Start of AVAILABLE RECORDS
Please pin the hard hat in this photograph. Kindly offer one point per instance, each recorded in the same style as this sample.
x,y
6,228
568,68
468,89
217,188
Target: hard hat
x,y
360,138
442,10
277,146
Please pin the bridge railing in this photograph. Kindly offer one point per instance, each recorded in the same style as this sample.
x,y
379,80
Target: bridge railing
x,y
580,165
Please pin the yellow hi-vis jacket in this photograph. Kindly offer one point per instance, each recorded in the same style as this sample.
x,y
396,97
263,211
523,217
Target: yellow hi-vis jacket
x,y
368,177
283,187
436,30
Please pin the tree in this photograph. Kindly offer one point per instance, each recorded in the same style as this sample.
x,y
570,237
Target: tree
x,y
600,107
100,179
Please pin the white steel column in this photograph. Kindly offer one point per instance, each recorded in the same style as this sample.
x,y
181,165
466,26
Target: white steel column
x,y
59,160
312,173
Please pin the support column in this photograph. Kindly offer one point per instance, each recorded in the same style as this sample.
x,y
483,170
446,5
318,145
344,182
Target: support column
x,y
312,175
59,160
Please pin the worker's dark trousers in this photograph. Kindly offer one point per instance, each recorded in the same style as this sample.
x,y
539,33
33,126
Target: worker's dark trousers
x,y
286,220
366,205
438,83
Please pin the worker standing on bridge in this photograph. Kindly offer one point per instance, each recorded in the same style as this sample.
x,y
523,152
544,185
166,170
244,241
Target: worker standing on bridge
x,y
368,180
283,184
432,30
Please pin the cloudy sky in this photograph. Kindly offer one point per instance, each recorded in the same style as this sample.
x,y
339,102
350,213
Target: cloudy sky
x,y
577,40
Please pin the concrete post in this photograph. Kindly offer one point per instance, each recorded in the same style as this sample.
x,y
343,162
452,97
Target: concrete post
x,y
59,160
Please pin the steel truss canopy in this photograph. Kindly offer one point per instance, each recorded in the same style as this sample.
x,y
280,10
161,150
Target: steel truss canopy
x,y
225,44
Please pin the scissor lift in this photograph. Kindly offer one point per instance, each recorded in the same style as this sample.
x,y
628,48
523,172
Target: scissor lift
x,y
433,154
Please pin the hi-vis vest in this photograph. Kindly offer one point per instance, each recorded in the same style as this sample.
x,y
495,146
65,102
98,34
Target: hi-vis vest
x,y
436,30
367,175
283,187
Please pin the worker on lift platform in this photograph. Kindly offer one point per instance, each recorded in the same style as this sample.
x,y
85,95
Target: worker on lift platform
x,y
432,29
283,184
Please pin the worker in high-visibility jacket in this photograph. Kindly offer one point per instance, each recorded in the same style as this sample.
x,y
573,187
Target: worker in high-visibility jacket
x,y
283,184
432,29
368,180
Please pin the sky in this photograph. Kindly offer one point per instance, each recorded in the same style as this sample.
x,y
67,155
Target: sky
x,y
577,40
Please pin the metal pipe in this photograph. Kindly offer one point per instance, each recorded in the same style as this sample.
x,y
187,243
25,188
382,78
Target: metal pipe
End of AVAILABLE RECORDS
> [TASK DESCRIPTION] The records above need to be transcribed in full. Keep every character unchanged.

> [PROBLEM SOLUTION]
Please pin the hard hat in this photograph. Kindly offer one point per instance, each recorded in the same style as this sample.
x,y
6,228
568,68
468,89
217,188
Target: hard hat
x,y
360,138
442,10
277,146
Please pin the bridge railing in this photograph. Kindly offer one point per instance, each recorded in the same style as this sample.
x,y
379,80
Target: bridge railing
x,y
580,165
Please pin the yellow hi-vis jacket in this photograph. Kindly offer one point per instance, each recorded in the same style as this sample.
x,y
396,97
263,211
523,217
Target: yellow hi-vis jacket
x,y
368,177
283,187
436,30
Please pin the tree in this photograph. Kindly offer one point per instance, each recorded in the same style as this sample.
x,y
570,237
Target: tree
x,y
600,107
100,179
Please pin the white steel column in this photograph. Kindly offer one point per instance, each recorded in the same style as this sample.
x,y
181,165
466,26
Target: white steel column
x,y
59,160
312,173
Please pin the support column in this photograph. Kindly offer one point per instance, each recorded in the same style as this sample.
x,y
483,170
446,5
318,145
344,182
Target: support column
x,y
312,175
59,160
Please pin the worker's dark trousers in this photograph. Kindly offer one point per instance, each recorded in the same style as this sample.
x,y
539,33
33,126
Target: worker's dark trousers
x,y
286,220
366,205
438,83
Please pin the worker standing on bridge in this photograph. Kindly offer one point per instance, each recorded in the same style as this sample.
x,y
523,152
544,185
166,170
244,241
Target: worker standing on bridge
x,y
368,180
283,184
432,30
Please pin the cloudy sky in this photograph. Kindly offer one point per instance, each recorded in the same style as this sample.
x,y
339,102
350,213
Target: cloudy sky
x,y
577,40
Please pin the concrete post in this photograph. Kindly offer one point per instance, each recorded in the same style as this sample.
x,y
343,162
452,97
Target: concrete post
x,y
59,160
Please pin the steel truss canopy in this photograph. Kindly offer one point per instance, each recorded in the same style as this sample.
x,y
280,10
161,150
Target: steel truss canopy
x,y
225,44
Please pin the scissor lift in this photograph. Kindly offer one point per instance, each recorded in the same style as this sample.
x,y
628,48
523,172
Target: scissor lift
x,y
433,154
Please pin the hi-vis vest in this photograph. Kindly offer one point per instance, each recorded in the same style as this sample.
x,y
495,146
65,102
98,34
Target: hi-vis vest
x,y
436,30
367,175
283,187
Please pin the worker on lift platform in this photograph. Kindly offer one point per instance, each recorded in the same style as this sample.
x,y
85,95
Target: worker on lift platform
x,y
432,29
283,184
Please pin the worker in high-visibility jacket in this photograph. Kindly offer one point per instance, each recorded in the same style as this sample.
x,y
573,187
Target: worker in high-visibility jacket
x,y
283,184
432,29
368,180
Please pin the sky in this photograph. Kindly offer one point per instance, each recorded in the same style as this sample.
x,y
67,155
Target: sky
x,y
577,40
Please pin the metal pipe in this photograph. Kindly offer one point per instance, each recorded in the same style as this sample.
x,y
187,243
25,188
382,78
Target: metal pipe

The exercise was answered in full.